===== SUPPLIED DATA

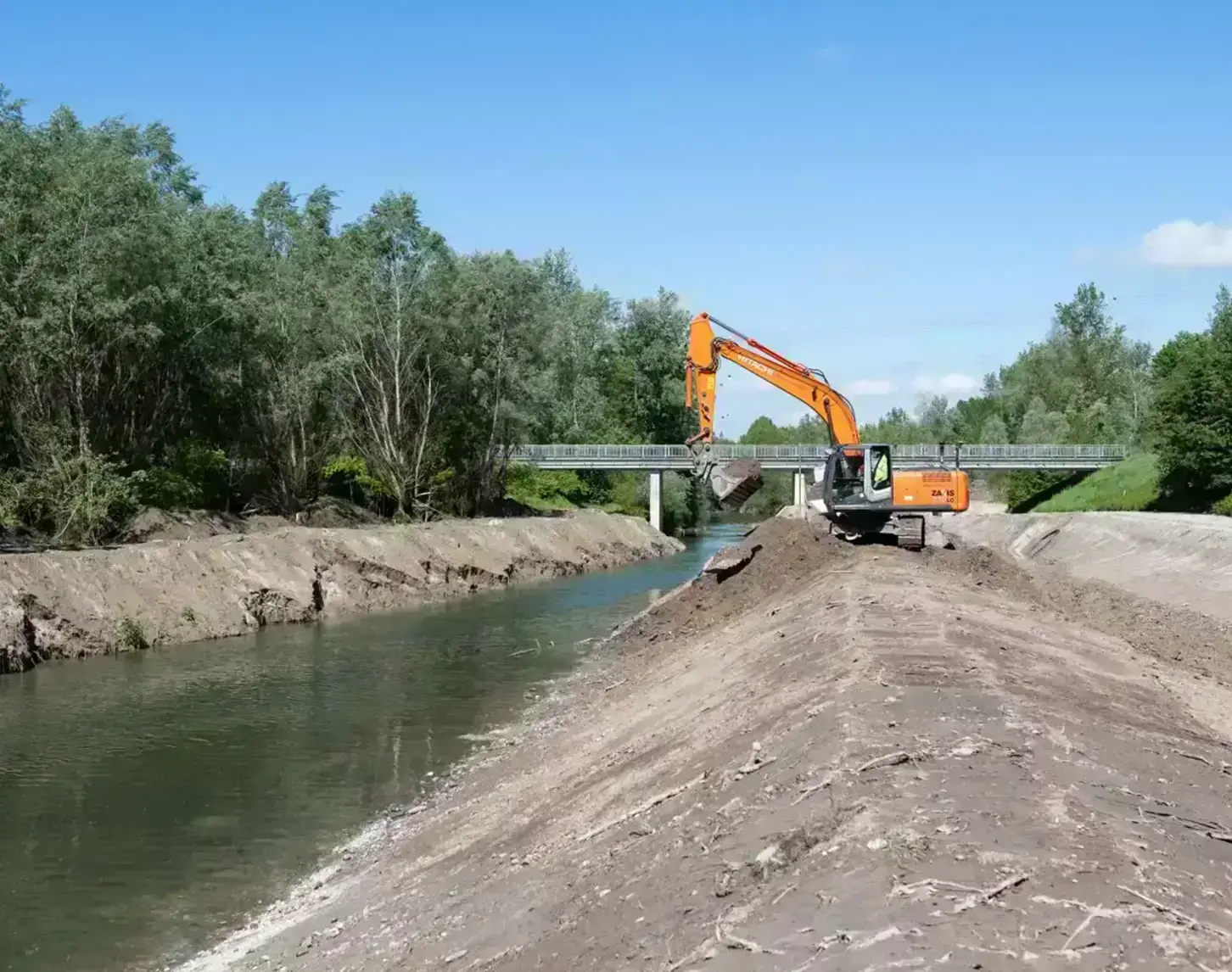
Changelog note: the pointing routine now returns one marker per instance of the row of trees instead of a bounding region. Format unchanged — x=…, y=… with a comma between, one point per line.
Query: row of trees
x=1085, y=382
x=160, y=349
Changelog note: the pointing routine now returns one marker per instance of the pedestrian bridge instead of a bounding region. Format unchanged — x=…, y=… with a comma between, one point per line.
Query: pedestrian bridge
x=656, y=460
x=1063, y=459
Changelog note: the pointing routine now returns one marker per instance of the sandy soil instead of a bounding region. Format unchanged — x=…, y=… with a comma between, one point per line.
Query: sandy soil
x=839, y=757
x=81, y=602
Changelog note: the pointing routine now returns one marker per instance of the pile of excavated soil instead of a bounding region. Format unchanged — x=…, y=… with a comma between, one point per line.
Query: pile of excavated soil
x=839, y=757
x=1179, y=560
x=79, y=602
x=787, y=555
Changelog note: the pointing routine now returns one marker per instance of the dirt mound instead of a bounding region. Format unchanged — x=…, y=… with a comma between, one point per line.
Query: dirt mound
x=1168, y=632
x=839, y=757
x=1183, y=560
x=787, y=553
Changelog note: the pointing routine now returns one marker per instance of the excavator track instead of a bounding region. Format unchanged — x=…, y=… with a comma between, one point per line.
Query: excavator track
x=910, y=533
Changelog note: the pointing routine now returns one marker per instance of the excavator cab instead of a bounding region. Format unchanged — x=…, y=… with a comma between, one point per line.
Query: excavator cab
x=858, y=477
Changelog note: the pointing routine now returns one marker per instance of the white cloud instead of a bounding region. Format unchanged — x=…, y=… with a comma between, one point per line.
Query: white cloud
x=1184, y=243
x=871, y=387
x=953, y=383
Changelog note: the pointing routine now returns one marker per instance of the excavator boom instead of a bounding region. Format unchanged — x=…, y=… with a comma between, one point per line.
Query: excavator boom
x=801, y=382
x=859, y=490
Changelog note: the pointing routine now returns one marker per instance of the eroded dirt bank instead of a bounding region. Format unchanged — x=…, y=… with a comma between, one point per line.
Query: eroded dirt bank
x=840, y=757
x=71, y=604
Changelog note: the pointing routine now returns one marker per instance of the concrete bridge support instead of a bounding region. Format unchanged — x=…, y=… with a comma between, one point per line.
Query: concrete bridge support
x=798, y=488
x=657, y=499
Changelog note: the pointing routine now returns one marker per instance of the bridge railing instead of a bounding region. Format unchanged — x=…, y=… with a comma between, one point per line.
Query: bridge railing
x=921, y=452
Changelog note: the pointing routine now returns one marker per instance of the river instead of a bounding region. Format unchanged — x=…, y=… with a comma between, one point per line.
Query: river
x=150, y=801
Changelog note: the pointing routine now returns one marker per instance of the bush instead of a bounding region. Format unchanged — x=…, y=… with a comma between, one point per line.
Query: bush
x=348, y=477
x=548, y=489
x=84, y=499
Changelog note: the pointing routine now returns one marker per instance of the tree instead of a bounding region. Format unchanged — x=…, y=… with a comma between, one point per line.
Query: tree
x=389, y=350
x=1191, y=424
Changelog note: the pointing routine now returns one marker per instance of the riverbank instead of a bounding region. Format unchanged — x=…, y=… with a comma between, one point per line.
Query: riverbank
x=840, y=757
x=57, y=605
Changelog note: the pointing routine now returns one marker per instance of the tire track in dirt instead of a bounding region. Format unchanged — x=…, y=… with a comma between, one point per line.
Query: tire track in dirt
x=842, y=757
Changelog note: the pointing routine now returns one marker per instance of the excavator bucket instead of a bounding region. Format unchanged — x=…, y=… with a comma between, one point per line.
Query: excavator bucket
x=736, y=482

==========

| STATED TASK |
Present the lines above as a JSON list of strings with one string per line, leaving out blank lines and the pictures.

| TASK RESULT |
[
  "Changelog note: the pointing routine now returns one marker per instance of the row of trees instead of a bounding region. Format unchanged — x=…, y=… with a comma between, one point per line.",
  "Query: row of trees",
  "x=1085, y=382",
  "x=160, y=349",
  "Changelog note: the pointing routine now returns one marker per instance of the pedestrian bridge instead of a bounding region. Format unchanged — x=…, y=… with a comma between, one point per line.",
  "Query: pedestrian bridge",
  "x=656, y=460",
  "x=1063, y=459",
  "Changelog note: the pointing routine now returns one marker per instance of the sandy soil instead of a bounding region. Format unchanged — x=…, y=… with a comma between, one point per line.",
  "Query: sandy soil",
  "x=839, y=757",
  "x=81, y=602",
  "Changelog note: the pointing routine now returns one marker per instance of the pile of excavated soil instead of a bounding region. Format unchanged — x=…, y=… with a comma between, one point per line.",
  "Query: pile of excavated soil",
  "x=839, y=757",
  "x=1179, y=560",
  "x=79, y=602",
  "x=787, y=555",
  "Changelog note: the pointing routine now returns one marker per instance of the dirt mound instead of a bounding region. Format unchanged — x=…, y=… with a comma between, one point per line.",
  "Query: dirt mound",
  "x=1168, y=632",
  "x=839, y=757",
  "x=1183, y=560",
  "x=787, y=553",
  "Changelog note: the pointing routine now returns one marker per instance of the excavator track instead of a bounding region. Format unchanged — x=…, y=… with a comma between, one point per line.",
  "Query: excavator track",
  "x=910, y=533",
  "Changelog note: the pointing routine now returns one marker per instance of the excavator cab instead of a bounding region. Format unchanged — x=…, y=… with a comma between, one point per line.",
  "Query: excavator cab",
  "x=858, y=477",
  "Changelog note: the pointing routine now returns one marker per instance of the white cloud instead of a bounding region. Format unchanged — x=…, y=… with a comma between, one point per line.",
  "Query: white cloud",
  "x=1184, y=243",
  "x=871, y=387",
  "x=953, y=383",
  "Changelog note: the pointing routine now returns one marker per instance of the excavator boom instead of a bounding region. Format unchanged — x=…, y=… with a comma between, one point per line.",
  "Query: excavator boom",
  "x=801, y=382",
  "x=859, y=490",
  "Changelog note: the pointing routine now returns one marker per instance of the eroded dirt bank instead of a bounding region. Format unchanged — x=…, y=… with a comma between, one point per line.",
  "Query: eroded dirt bank",
  "x=840, y=757",
  "x=71, y=604",
  "Changelog note: the pointing routine now returns one marker per instance of the concrete bridge support instead of a bounding region. Format unchanged — x=…, y=… with a comma between, one point per line.",
  "Query: concrete bridge support",
  "x=798, y=488",
  "x=657, y=499",
  "Changelog note: the pointing routine now returns one marker per instance of the bridge railing instead of a bounding region. Format unchanged — x=…, y=… with a comma between, one point per line.",
  "Query: bridge railing",
  "x=921, y=452",
  "Changelog note: the pointing routine now returns one marker per instance of the river instead of a bounding region. Format unchanged — x=…, y=… with a comma between, one point per line.",
  "Query: river",
  "x=150, y=801",
  "Changelog note: the pointing routine now returns one marker per instance of the bush instead of a bounding region. Format unchanged — x=…, y=… with a comma between, one point per line.",
  "Query: bush",
  "x=348, y=477",
  "x=548, y=489",
  "x=84, y=499",
  "Changelog note: the pointing routine now returns one marker per instance of the tree instead of a bounding region. Format unchanged — x=…, y=… with a comma between, one point per line.",
  "Query: tree",
  "x=389, y=350",
  "x=1191, y=424",
  "Changelog note: the pointing routine now returns one marker per instance of the riverbank instead of a bounding region. Format unchanged — x=…, y=… with a comma between, one point per line.",
  "Query: riverbank",
  "x=840, y=757",
  "x=57, y=605",
  "Changelog note: the pointing routine now returns one marker per instance of the tire track in dirt instead of a bounding region. Format unchanged — x=…, y=… with a comma between, one point per line.",
  "Query: tire track in dirt",
  "x=842, y=757",
  "Changelog note: the pointing routine now returns one marker per instance of the excavator bucket instead of a bounding region. Format unchanged — x=…, y=… with a comma between, one point per line.",
  "Query: excavator bucket",
  "x=736, y=482"
]